→ **PASSAGE PROVIDED**

+===+

A federal judge dismissed a lawsuit against the Pentagon this week over its failure to update the gun background check system with service members’ criminal records.
U.S. District Judge Claude Hilton said Tuesday city officials from Philadelphia, New York and San Francisco couldn’t prove the Department of Defense’s negligence would cause harm and called claims of illegal gun sales stemming from the missing records “too speculative” to hold up in court.
Dennis Herrera, an attorney representing San Francisco, told the San Francisco Chronicle in a statement Tuesday he was disappointed by the ruling and may consider filing an appeal.
“The bottom line is the Pentagon needs to do a much better job reporting military convictions so that people who shouldn’t have guns aren’t able to buy them, get a concealed permit for them, or have them returned if police confiscate them,” said city spokesman John Coté. “Nothing in the court’s opinion disputes that. Instead, our case was dismissed on a legal technicality.”
City officials sued the department Dec. 22 for its repeated failure to report disqualifying service member records to federal authorities — a longstanding issue illuminated by the shooting at a church in Sutherland Springs, Texas church last year.
The legal challenge sought an injunction and judicial oversight to mandate the department submit missing criminal records to the databases feeding the National Instant Criminal Background Check System — restoring its integrity for the sake of the three cities whom “regularly” rely on it.
“We’re joining in this suit because reporting these records is absolutely critical to those decisions,” said Philadelphia Mayor Jim Kenney. “The background check system only works if it contains the proper records.”
Fixing NICS became a congressional priority after a former Airman gunned down 26 people at the First Baptist Church in Sutherland Springs on Nov. 5 with a rifle his domestic assault convictions barred him from owning.
A review of Department of Justice records in 2015 and 2017 found roughly one third of service members’ criminal convictions were missing from federal databases. DOJ reviews as far back as 1997 highlighted the reporting lapses, though federal officials told the Senate Judiciary Committee Dec. 6 the recommendations to fix the system over the last 20 years “weren’t taken seriously enough” — a fact admitted by military officials in the days after the shooting.

+===+

→ **DATASET ENTRIES**
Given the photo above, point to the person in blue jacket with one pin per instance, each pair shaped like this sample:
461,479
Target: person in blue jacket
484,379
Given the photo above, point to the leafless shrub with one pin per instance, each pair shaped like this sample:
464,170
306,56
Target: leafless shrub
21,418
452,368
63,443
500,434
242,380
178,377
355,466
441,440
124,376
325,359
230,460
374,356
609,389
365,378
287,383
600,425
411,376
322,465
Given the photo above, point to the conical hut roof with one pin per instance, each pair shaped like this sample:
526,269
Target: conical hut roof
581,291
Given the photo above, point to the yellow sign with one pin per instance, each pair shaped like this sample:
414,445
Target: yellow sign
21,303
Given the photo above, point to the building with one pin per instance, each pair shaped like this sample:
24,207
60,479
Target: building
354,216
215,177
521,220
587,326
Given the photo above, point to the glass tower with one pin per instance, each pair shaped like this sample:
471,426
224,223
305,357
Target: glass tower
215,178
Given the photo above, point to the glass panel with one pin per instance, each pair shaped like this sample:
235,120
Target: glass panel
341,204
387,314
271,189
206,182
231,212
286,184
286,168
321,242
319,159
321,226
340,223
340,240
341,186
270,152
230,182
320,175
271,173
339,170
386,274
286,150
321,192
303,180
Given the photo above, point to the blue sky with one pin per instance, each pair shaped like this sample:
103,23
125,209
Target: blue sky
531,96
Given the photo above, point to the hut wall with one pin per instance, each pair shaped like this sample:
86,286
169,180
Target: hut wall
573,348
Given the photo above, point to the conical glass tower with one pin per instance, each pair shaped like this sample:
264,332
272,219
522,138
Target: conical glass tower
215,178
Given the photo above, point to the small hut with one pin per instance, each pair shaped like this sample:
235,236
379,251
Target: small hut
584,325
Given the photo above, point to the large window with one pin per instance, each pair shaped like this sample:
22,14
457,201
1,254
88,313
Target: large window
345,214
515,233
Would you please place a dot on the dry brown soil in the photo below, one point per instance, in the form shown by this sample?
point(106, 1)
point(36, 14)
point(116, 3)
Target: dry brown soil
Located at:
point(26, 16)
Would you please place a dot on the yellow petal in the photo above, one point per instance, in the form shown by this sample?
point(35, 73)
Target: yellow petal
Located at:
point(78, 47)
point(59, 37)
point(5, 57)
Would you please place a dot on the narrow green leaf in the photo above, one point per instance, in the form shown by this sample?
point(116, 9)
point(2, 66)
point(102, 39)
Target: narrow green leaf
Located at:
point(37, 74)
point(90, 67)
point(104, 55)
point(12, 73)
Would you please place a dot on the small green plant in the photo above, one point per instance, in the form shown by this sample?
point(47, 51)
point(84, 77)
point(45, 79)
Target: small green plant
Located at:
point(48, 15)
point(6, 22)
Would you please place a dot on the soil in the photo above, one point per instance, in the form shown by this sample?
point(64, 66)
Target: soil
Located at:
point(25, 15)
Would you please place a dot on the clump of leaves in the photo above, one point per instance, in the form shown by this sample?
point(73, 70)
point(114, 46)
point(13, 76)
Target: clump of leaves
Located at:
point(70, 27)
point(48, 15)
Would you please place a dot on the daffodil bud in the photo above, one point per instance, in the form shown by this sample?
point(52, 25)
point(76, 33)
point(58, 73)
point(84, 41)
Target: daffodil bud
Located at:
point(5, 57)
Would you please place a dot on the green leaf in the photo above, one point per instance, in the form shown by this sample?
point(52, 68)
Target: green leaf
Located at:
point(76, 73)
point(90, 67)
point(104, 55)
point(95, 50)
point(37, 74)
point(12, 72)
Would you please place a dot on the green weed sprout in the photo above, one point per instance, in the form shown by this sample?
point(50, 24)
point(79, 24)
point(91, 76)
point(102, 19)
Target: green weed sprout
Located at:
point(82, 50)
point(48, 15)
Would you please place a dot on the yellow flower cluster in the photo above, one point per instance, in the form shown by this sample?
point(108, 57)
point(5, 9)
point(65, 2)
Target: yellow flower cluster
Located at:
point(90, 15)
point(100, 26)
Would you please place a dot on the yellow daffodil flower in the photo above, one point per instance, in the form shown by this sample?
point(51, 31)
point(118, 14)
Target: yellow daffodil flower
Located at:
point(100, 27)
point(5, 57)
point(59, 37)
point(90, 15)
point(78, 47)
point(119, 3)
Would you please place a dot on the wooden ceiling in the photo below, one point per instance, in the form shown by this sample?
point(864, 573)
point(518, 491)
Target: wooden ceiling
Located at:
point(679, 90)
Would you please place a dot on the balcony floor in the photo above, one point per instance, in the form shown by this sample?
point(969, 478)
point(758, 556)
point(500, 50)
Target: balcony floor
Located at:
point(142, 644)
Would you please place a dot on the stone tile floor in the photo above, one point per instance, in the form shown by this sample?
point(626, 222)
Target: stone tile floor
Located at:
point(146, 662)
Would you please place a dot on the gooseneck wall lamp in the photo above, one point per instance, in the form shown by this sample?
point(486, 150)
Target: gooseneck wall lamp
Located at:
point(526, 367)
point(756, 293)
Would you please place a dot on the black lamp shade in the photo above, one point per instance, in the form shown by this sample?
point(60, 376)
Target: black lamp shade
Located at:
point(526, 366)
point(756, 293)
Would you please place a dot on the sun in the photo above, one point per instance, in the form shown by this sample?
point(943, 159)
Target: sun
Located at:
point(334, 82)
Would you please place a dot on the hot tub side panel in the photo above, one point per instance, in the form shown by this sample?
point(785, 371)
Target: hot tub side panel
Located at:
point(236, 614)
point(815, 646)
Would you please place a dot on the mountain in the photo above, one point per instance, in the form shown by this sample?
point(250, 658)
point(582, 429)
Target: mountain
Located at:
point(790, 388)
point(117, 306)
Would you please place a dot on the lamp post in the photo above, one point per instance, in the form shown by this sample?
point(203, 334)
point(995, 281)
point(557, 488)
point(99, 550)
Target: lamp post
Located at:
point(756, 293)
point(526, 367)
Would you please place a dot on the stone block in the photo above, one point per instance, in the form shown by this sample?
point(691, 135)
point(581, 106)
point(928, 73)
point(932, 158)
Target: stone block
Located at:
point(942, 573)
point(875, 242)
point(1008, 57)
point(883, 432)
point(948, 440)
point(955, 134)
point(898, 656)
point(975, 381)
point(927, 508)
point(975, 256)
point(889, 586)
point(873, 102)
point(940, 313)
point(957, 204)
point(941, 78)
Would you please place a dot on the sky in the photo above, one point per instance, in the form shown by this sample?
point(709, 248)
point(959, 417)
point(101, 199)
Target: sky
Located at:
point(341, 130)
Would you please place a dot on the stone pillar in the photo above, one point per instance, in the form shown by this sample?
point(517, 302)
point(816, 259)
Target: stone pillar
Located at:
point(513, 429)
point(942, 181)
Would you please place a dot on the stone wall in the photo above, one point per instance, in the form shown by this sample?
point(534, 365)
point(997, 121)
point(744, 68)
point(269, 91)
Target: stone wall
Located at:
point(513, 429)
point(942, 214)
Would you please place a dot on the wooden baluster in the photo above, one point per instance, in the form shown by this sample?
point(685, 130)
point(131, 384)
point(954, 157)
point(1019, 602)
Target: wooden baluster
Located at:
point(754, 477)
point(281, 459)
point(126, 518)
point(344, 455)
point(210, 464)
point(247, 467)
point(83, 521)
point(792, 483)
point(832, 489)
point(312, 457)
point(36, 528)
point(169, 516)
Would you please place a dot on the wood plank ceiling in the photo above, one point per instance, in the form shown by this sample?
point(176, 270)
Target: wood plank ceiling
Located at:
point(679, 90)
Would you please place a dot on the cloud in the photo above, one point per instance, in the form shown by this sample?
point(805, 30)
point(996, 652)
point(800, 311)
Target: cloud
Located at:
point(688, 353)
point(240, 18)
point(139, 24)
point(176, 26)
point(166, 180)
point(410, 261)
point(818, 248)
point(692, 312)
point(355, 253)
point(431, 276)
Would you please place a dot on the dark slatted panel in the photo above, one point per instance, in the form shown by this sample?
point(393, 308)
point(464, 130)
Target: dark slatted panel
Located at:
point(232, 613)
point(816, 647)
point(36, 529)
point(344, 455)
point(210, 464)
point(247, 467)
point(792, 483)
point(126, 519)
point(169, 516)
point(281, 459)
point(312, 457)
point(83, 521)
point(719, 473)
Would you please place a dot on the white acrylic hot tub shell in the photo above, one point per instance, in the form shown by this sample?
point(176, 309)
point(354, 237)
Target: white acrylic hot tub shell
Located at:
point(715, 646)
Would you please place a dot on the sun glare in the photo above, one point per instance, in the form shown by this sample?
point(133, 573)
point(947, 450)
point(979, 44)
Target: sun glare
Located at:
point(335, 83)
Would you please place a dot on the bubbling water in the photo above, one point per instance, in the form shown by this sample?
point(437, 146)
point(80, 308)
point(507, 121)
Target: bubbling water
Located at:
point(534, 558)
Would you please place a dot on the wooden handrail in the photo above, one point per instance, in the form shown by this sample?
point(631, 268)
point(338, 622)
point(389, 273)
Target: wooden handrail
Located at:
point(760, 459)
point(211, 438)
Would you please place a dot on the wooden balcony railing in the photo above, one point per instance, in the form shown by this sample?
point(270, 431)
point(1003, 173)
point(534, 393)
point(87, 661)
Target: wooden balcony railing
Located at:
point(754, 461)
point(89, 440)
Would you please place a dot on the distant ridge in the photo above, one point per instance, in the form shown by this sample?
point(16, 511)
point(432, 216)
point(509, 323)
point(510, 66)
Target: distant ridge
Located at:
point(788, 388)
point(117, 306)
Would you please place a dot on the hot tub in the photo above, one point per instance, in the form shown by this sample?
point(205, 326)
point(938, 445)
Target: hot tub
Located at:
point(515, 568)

+===+

→ **USING THE INFORMATION**
(a) Print the part of the article on the Pentagon lawsuit starting at "Fixing NICS became" and ending at "him from owning.".
(b) Name every person the article on the Pentagon lawsuit identifies by name.

→ **TASK-BY-TASK OUTPUTS**
(a)
Fixing NICS became a congressional priority after a former Airman gunned down 26 people at the First Baptist Church in Sutherland Springs on Nov. 5 with a rifle his domestic assault convictions barred him from owning.

(b) Claude Hilton, Dennis Herrera, John Coté, Jim Kenney